→ YOUR GOAL
Can you turn everything in the entries below, from the line containing "and orange patterned" down to the last line of the entries, into a JSON list of strings, one string per line, with blank lines left out?
== GIVEN RECORDS ==
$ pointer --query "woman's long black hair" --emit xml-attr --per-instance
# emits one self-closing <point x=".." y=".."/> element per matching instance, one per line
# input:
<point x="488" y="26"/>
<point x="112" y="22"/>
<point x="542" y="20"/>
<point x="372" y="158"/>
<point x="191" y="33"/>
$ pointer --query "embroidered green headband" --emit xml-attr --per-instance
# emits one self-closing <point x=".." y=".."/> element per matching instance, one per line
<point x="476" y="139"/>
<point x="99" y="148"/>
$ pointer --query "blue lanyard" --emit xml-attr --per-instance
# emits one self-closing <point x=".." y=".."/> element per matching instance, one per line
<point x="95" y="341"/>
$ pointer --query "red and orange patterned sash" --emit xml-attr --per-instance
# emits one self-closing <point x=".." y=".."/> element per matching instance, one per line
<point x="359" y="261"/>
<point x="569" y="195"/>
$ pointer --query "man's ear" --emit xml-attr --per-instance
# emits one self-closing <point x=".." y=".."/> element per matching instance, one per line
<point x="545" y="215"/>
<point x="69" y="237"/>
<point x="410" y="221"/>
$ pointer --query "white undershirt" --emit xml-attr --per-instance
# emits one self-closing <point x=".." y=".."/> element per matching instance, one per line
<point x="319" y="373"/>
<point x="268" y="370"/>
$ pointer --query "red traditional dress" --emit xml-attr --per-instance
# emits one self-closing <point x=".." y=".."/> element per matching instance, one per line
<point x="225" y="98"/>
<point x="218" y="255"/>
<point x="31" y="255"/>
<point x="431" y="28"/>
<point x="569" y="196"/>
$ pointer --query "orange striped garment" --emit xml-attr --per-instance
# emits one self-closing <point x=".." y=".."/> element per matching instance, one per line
===
→ EXPECTED ANSWER
[
  "$ pointer --query \"red and orange patterned sash\" --emit xml-attr --per-instance",
  "# emits one self-closing <point x=\"..\" y=\"..\"/> element per matching instance, one per line",
  "<point x=\"359\" y=\"261\"/>",
  "<point x=\"569\" y=\"195\"/>",
  "$ pointer --query \"man's ear\" --emit xml-attr --per-instance",
  "# emits one self-closing <point x=\"..\" y=\"..\"/> element per matching instance, one per line",
  "<point x=\"545\" y=\"215\"/>",
  "<point x=\"69\" y=\"237\"/>",
  "<point x=\"410\" y=\"221\"/>",
  "$ pointer --query \"white undershirt\" --emit xml-attr --per-instance",
  "# emits one self-closing <point x=\"..\" y=\"..\"/> element per matching instance, one per line",
  "<point x=\"319\" y=\"373\"/>",
  "<point x=\"268\" y=\"370\"/>",
  "$ pointer --query \"red traditional dress\" --emit xml-attr --per-instance",
  "# emits one self-closing <point x=\"..\" y=\"..\"/> element per matching instance, one per line",
  "<point x=\"225\" y=\"98\"/>",
  "<point x=\"218\" y=\"255\"/>",
  "<point x=\"31\" y=\"255\"/>",
  "<point x=\"431\" y=\"28\"/>",
  "<point x=\"569\" y=\"196\"/>",
  "$ pointer --query \"orange striped garment\" --emit xml-attr --per-instance",
  "# emits one self-closing <point x=\"..\" y=\"..\"/> element per matching instance, one per line"
]